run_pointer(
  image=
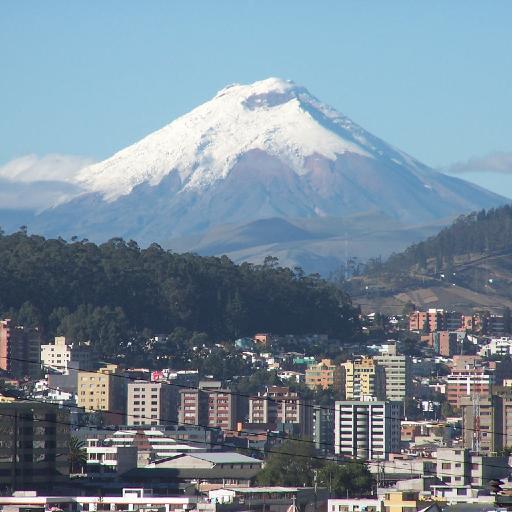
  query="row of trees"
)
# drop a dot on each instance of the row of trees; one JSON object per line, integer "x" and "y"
{"x": 296, "y": 463}
{"x": 113, "y": 292}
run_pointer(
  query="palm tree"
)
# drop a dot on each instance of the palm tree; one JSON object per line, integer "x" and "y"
{"x": 77, "y": 455}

────────────────────────────────────────

Exercise: Rescale the listing above by rewriting every line in order and multiplying each x and y coordinate in the answers by 0.4, rounding to the nearest whole number with halves going up. Leave the pictures out of your version.

Task answer:
run_pointer(
  image=
  query="row of trees"
)
# drop a dot on each instance of the row of trees; one JSON object per line, integer "x" and "y"
{"x": 118, "y": 185}
{"x": 45, "y": 117}
run_pointer(
  query="palm tree"
)
# drop a dot on each instance of the palm tree; one JSON object per line, integer "x" and "y"
{"x": 31, "y": 182}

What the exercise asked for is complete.